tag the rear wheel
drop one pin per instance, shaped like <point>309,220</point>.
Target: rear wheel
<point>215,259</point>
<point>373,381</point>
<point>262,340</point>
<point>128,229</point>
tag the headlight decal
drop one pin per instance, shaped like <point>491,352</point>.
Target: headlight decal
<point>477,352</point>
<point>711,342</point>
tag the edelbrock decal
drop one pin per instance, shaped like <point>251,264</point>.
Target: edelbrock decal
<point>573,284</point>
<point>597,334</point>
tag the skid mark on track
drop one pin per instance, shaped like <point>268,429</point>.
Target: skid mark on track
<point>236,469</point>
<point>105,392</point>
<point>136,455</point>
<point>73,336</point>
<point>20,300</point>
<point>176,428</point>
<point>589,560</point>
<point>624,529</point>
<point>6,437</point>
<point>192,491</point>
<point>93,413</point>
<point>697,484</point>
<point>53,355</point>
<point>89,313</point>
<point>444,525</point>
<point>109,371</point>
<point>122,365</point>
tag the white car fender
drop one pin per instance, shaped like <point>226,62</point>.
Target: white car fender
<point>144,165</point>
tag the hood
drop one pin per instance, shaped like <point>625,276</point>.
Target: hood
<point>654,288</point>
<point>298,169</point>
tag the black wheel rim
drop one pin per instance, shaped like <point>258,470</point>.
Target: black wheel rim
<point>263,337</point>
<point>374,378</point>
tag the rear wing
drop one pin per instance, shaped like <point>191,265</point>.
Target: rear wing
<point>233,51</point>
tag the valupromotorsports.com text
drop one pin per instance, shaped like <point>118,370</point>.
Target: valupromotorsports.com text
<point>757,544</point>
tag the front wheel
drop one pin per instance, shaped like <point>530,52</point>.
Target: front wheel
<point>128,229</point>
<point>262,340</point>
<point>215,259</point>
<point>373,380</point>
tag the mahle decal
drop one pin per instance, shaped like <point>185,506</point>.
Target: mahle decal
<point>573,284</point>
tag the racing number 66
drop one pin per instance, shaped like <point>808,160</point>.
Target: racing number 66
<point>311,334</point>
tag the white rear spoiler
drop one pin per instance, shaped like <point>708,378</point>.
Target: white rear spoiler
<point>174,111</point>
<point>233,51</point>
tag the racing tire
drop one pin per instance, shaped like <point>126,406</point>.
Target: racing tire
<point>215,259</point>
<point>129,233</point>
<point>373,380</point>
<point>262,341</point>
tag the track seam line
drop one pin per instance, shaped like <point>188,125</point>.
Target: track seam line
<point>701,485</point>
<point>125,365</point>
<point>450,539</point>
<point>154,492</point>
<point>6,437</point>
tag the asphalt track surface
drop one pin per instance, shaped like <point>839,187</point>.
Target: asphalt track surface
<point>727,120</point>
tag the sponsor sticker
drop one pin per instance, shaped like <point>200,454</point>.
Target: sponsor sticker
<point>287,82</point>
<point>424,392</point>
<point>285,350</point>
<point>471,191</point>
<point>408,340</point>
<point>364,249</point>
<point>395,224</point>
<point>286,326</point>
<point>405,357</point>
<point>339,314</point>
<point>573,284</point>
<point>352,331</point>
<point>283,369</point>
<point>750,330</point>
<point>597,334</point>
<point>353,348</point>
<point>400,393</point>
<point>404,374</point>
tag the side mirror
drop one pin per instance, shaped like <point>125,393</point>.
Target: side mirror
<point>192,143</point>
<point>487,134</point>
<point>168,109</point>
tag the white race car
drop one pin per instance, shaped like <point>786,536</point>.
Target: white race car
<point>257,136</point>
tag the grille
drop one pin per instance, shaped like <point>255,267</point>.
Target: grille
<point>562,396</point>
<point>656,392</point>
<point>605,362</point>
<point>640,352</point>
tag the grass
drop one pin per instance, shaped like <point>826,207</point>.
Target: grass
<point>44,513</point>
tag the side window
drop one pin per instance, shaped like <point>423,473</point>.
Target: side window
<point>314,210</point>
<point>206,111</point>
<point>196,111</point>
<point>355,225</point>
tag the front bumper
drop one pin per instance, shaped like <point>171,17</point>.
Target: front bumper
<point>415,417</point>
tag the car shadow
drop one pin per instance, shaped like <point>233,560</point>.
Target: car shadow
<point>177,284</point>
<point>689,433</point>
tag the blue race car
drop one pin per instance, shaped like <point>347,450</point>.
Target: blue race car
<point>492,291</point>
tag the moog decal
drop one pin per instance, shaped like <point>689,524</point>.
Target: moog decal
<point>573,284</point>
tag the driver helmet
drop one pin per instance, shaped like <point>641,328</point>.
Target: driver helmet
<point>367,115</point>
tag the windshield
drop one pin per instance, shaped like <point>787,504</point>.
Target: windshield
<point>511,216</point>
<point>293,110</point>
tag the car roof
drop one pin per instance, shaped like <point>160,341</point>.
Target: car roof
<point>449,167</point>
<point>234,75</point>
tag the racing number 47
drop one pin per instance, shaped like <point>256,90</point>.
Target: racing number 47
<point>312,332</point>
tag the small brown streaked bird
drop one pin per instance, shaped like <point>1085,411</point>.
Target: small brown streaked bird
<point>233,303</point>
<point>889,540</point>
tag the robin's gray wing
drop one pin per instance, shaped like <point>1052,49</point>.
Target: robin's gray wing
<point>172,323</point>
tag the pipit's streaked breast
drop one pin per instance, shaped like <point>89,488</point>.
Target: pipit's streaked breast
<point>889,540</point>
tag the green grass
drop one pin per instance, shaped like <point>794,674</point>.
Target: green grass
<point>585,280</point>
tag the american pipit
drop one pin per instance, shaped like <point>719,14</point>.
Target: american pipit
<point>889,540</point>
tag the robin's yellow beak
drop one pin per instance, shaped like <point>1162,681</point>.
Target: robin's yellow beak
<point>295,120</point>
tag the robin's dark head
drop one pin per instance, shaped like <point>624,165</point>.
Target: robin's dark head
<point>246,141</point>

━━━

▶ [What you are asked to do]: Restate the data verbatim through the "drop one pin per instance, shaped like <point>268,429</point>." line.

▶ [Output of the exercise]:
tag the rear wheel
drop one pin per instance, shaped like <point>309,220</point>.
Target: rear wheel
<point>215,259</point>
<point>373,381</point>
<point>262,340</point>
<point>128,229</point>
tag the headlight decal
drop one pin per instance, shaped like <point>491,352</point>.
Target: headlight decal
<point>477,352</point>
<point>711,342</point>
tag the edelbrock decal
drop one pin per instance, shaped like <point>251,264</point>.
Target: edelbrock decal
<point>573,284</point>
<point>597,334</point>
tag the skid mark on track
drop one pin per instance, shaped like <point>268,429</point>.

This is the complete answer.